[Opening SOURCE PASSAGE section]
By: Prof. Dr. Mohammad Tariqur Rahman
Who does not want to be happy? However, the real challenge is to identify what makes one happy. Some are happy to make sacrifices and see others happy. Their happiness is rooted in their altruistic behavior. In contrast, others want to have pleasure and happiness for themselves – irrespective of anyone else being happy – a characteristic of hedonic behaviour.
Some want to be happy in this world and others patiently wait for eternal happiness in the life hereafter. For the latter group, happiness is more than a fleeting feeling or an ephemeral passion.
Aristotle, in the 4th century (BCE), propounded happiness as an “activity of the soul that expresses virtue.” To him, happiness is the product of a life well lived, the summation of a full, flourishing existence, and sustained until the end to make “a complete life” – a life with purpose.
In its linguistic meaning, “happiness” is synonymous with the Greek word “eudaimonia” referring to a constellation of closely related terms such as lucky, blessed, and favored. In other languages too, happiness has an element of luck or fortune.
Despite this linguistic tenacity in its meaning to relate happiness and luck, most of us probably would disagree with the idea that happiness might lie in the roll of the dice. This is because our happiness depends on how we perceive success in our lives. Our success depends on how we treasure our ability to achieve success to acquire “fortune”.
In the real world, however, many forms of fortunes are inherited rather than acquired.
No matter whether we inherit or acquire fortunes, the measure of success becomes the measure of satisfaction and eventually happiness. Our ability to control fortune for success then construes the central dogma of happiness.
[Closing SOURCE PASSAGE section]
[Opening ENTRIES PROVIDED section]
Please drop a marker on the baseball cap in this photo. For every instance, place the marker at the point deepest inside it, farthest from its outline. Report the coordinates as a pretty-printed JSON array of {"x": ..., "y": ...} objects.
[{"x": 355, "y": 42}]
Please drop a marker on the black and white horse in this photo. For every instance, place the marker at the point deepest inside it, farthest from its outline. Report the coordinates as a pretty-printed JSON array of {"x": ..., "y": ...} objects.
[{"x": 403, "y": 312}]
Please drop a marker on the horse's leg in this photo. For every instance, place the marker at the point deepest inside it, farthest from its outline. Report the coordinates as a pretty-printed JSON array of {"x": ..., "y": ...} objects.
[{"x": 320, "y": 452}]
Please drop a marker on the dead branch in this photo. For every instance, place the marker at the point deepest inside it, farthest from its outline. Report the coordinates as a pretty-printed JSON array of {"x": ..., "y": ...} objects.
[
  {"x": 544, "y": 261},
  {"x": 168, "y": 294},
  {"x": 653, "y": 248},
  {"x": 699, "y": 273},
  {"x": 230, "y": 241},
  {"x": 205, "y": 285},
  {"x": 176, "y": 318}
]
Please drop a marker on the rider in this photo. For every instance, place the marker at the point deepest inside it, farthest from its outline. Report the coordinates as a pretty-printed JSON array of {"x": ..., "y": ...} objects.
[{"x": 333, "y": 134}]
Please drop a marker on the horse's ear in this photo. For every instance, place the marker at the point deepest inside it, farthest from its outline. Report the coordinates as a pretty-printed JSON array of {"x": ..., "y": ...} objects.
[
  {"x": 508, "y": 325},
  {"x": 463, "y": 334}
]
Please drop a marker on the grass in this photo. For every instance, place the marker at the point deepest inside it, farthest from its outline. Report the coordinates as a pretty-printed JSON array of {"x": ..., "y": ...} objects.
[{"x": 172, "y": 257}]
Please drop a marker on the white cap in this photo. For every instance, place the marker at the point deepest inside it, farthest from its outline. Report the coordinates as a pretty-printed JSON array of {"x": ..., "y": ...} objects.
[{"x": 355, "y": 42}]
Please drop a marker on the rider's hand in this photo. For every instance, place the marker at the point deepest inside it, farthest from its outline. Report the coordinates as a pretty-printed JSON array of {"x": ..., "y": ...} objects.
[Closing ENTRIES PROVIDED section]
ASSIGNMENT 1 =
Answer these questions from the essay on happiness:
(a) In which century did Aristotle propound happiness as an "activity of the soul that expresses virtue"?
(b) Which Greek word does the essay give as synonymous with "happiness"?
(c) According to the essay, what does our happiness depend on?
ASSIGNMENT 2 = Please list every term the happiness essay names as part of the constellation that "eudaimonia" refers to.
ASSIGNMENT 3 = Resume the essay on happiness from the point where it stops.
The items are separate material from the essay on happiness.

TASK RESULT 1 =
(a) The 4th century BCE.
(b) Eudaimonia.
(c) How we perceive success in our lives.

TASK RESULT 2 = Lucky, blessed, favored.

TASK RESULT 3 =
The purpose of one’s life determines how one will acquire or control one’s fortune for an intended success. Some may want to acquire and indulge in their fortunes for their hedonic happiness and some may use it to enjoy altruistic happiness. Yet others would not correlate acquiring fortunes with happiness.
The subjectivity of the source of happiness affirms that happiness comes from within. For psychologists, happiness is inherently subjective and is not a static state. At times one may feel happy yet at other times they would feel blue. And even unhappy people would have their moments of joy. This may reflect the possibility of how they measure the reality of that moment for their ultimate purpose in life.
That makes sense perfectly. The Science of Happiness, an online course by the Greater Good Science Center at UC Berkeley helps to explore the roots of happiness – meaningful life. Dacher Keltner and Emiliana Simon-Thomas taught the course based on a fundamental finding from positive psychology: that happiness is inextricably linked to having strong social ties and contributing to something bigger than yourself—the greater good.
Many of the participants endorsed that it is not the fortunes that are needed to be happy in life.
With or without attending the course may we then search for happiness in our mind – in our sense of satisfaction – not in wealth.